■ TEXTE SOURCE ■
◇ ◇ ◇

L’acceptation de la réforme de l’AVS est une défaite. Les conditions de vie de l’ensemble de la classe ouvrière continuent de se dégrader, en particulier celles des femmes. Le nombre important de « oui » venant des hommes montre avant tout une chose : la classe ouvrière a besoin d’une politique de classe conséquente contre la politique bourgeoise qui cherche la division.
La réforme de l’AVS est un fait. Tant le relèvement de l’âge de la retraite des femmes (50,6 %) que l’augmentation de la TVA (55,1 %) ont été acceptés dans les urnes. Qui est perdant ? C’est la classe ouvrière et plus particulièrement les femmes. Avec la hausse de la TVA, la vie devient encore plus chère pour tous et donc le salaire réel diminue. Les femmes devront travailler un an de plus et recevront une année de moins de rentes. Et ce n’était que le début : maintenant, les bourgeois insistent sur un âge de la retraite plus élevé pour tous. Qui est en train de gagner ? C’est la classe capitaliste. En effet, plus nos salaires et nos rentes sont bas, plus le capital et les perspectives de profit pour les caisses de pension et l’ensemble du capital financier sont élevés.

◇ ◇ ◇

Enregistrements stockés
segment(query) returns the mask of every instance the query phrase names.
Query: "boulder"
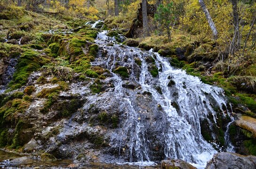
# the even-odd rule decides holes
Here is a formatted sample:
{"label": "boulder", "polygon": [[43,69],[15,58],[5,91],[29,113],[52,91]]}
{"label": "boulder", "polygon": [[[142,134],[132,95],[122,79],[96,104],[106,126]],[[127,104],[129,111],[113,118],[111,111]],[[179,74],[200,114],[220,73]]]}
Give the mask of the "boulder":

◇ ◇ ◇

■ VOS CONSIGNES ■
D'après le texte sur la réforme de l'AVS, à quel pourcentage l'augmentation de la TVA a-t-elle été acceptée dans les urnes ?

■ RÉPONSE ÉCRITE ■
Elle a été acceptée à 55,1 %.